### Exercise objective
Taking the line containing "Please point out the tall" as the first and the last line of the entries as the end, reproduce every line between them exactly, including both.

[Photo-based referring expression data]
____

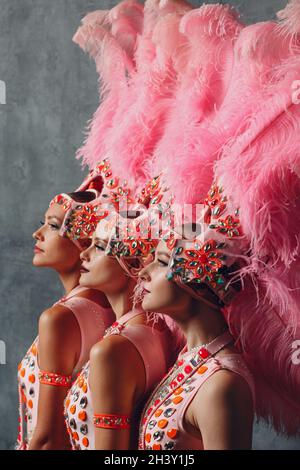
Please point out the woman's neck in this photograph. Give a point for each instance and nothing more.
(69, 280)
(202, 324)
(122, 301)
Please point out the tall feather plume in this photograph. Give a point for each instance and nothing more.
(290, 18)
(258, 168)
(110, 38)
(140, 119)
(188, 148)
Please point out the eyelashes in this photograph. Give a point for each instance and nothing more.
(98, 247)
(162, 263)
(54, 226)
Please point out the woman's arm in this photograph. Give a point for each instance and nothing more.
(223, 412)
(58, 349)
(117, 381)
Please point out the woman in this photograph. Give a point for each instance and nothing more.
(103, 406)
(67, 329)
(208, 283)
(206, 400)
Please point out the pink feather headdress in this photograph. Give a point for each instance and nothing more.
(137, 119)
(257, 130)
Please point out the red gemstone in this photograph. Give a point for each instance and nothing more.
(203, 353)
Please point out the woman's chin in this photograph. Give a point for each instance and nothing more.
(147, 304)
(83, 281)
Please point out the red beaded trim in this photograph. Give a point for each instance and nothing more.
(49, 378)
(112, 421)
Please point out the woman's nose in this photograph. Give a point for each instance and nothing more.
(38, 234)
(84, 255)
(144, 274)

____

### Completed task
Please point out the tall feather plume in this photograph. Give a point for each instance and nothing more.
(290, 18)
(258, 168)
(110, 38)
(140, 119)
(188, 148)
Please point out the eyelashes in this photograph. Give a point for each instance and nothing more.
(98, 247)
(162, 263)
(54, 226)
Please point out the woman's arm in this photograph. Give a point for each instance and nothing more.
(223, 412)
(58, 349)
(117, 381)
Please point out the woman in this photograph. Give a point for each instance and nothing more.
(103, 406)
(67, 329)
(208, 283)
(206, 400)
Please point out the pink feather headdress in this photograph. Give a point for each instance and nothing more.
(137, 119)
(257, 130)
Please point out the red gemstone in this photograph. Give a point for each instance and nothing more.
(203, 353)
Please point out the woman's chin in this photograph. Give a point for each instance and nothing more.
(147, 304)
(83, 281)
Please point out the red beaded trim in this photograph. Give a point for each instance and nothing more.
(49, 378)
(112, 421)
Please point out the woman's nose in this photograph. Give a point for each instance and nothing more.
(38, 234)
(84, 255)
(144, 274)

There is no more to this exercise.